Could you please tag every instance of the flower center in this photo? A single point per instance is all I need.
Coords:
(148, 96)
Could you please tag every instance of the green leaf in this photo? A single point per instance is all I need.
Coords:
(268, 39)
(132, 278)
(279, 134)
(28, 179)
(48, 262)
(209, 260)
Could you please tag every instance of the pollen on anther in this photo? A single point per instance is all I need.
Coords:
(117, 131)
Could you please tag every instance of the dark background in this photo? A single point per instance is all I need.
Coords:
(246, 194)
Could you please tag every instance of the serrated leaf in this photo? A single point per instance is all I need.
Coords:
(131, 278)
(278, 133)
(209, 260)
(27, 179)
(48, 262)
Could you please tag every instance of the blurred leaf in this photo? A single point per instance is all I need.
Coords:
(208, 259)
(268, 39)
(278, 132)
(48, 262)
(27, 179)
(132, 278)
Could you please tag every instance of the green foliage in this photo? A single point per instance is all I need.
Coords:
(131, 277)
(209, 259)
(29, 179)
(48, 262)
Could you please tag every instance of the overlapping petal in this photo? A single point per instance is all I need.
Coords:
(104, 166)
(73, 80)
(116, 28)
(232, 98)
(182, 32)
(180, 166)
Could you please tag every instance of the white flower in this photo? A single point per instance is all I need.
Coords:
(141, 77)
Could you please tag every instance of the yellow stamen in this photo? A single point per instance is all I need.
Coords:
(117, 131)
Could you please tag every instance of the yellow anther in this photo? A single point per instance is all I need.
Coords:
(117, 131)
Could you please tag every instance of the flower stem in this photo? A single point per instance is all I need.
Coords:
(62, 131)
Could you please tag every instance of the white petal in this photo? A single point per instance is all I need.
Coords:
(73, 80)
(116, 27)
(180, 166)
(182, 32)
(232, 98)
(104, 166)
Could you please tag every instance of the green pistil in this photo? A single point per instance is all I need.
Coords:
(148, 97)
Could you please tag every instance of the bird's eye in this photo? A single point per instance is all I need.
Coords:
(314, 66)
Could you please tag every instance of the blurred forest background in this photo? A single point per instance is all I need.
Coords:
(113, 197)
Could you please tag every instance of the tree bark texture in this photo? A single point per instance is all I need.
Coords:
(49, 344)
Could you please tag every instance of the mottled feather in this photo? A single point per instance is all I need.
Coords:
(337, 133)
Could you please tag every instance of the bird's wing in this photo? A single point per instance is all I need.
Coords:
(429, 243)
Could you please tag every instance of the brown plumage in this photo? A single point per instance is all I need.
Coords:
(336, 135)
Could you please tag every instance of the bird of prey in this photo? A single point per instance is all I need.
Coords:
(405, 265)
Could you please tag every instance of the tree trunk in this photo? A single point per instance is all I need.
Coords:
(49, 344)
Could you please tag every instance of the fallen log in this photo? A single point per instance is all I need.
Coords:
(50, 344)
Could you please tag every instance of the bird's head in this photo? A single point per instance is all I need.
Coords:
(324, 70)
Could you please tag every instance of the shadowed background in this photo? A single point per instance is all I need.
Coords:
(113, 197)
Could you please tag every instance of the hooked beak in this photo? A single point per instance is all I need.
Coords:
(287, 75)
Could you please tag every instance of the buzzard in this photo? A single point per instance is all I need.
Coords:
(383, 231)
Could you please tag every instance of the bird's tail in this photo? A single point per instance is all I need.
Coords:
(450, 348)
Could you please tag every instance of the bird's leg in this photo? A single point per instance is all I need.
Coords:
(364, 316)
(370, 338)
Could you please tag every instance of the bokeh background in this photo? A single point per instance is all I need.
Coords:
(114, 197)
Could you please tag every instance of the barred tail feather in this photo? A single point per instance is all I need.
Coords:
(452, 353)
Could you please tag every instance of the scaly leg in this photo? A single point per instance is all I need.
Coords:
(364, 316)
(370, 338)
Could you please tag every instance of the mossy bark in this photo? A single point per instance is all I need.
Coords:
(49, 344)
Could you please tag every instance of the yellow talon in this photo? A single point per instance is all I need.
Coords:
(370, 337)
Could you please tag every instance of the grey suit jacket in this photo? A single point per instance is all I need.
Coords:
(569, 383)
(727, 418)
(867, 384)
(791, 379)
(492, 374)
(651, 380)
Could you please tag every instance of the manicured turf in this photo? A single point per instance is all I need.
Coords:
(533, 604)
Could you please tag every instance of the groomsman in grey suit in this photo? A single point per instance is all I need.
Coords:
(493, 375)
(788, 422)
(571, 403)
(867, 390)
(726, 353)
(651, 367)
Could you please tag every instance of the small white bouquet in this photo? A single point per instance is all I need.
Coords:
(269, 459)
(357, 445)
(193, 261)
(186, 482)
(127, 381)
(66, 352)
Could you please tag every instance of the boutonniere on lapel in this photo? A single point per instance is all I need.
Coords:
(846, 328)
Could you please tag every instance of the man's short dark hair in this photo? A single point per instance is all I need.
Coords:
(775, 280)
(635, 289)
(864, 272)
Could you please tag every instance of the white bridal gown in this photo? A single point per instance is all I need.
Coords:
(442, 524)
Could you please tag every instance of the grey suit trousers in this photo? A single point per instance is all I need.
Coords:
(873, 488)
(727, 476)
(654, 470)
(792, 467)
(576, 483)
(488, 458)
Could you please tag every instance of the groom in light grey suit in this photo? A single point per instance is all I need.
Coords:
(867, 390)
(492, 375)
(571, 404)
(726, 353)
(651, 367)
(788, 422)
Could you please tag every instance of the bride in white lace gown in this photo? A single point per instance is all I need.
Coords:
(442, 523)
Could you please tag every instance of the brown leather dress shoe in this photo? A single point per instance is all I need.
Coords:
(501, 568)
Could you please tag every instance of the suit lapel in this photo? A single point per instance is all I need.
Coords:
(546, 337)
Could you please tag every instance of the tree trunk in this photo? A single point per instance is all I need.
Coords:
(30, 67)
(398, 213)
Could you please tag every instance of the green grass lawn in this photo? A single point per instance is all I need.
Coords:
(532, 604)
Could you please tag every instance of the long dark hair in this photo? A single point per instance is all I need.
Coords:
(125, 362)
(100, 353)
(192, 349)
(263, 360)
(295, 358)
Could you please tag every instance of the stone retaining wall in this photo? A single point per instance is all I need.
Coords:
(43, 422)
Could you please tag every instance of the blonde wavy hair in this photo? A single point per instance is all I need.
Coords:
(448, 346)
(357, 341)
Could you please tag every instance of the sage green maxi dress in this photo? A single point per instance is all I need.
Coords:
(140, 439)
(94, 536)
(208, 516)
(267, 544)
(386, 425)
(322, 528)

┄┄┄┄┄┄

PROBLEM DETAILS – Where the string "green" appears in a line of the entries, count that line, and state the total alone.

WRITTEN ANSWER – 5